*** Dataset entries ***

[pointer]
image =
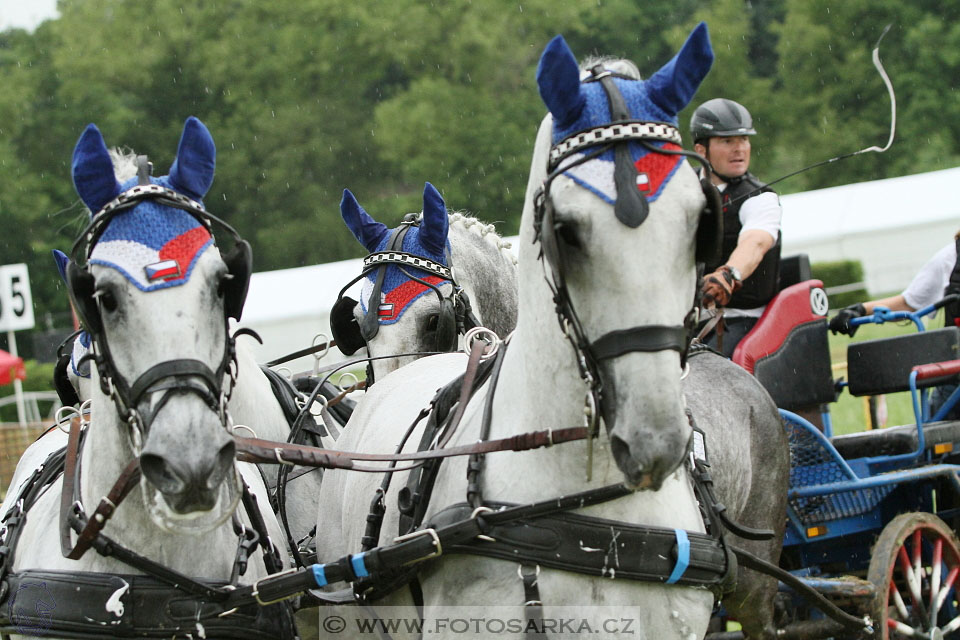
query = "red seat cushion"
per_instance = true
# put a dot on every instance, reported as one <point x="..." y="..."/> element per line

*** End of Dataset entries ***
*** Dataset entries ***

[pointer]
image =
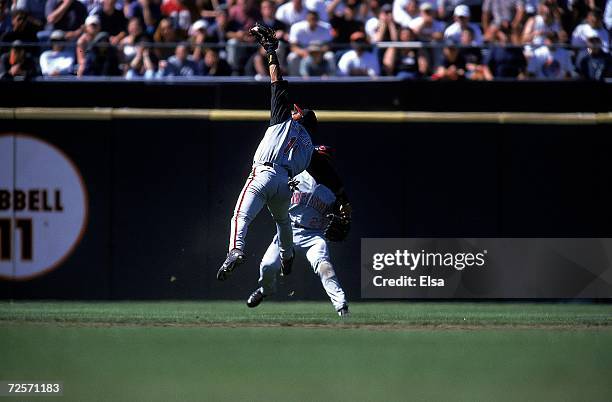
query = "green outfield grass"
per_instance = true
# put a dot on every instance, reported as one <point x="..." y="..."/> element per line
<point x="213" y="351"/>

*** End of Dataset entries ***

Task statement
In the entries above, identify every line with the word "query". Copy those lines.

Solution to this task
query = "red seat cushion"
query = "green outfield grass"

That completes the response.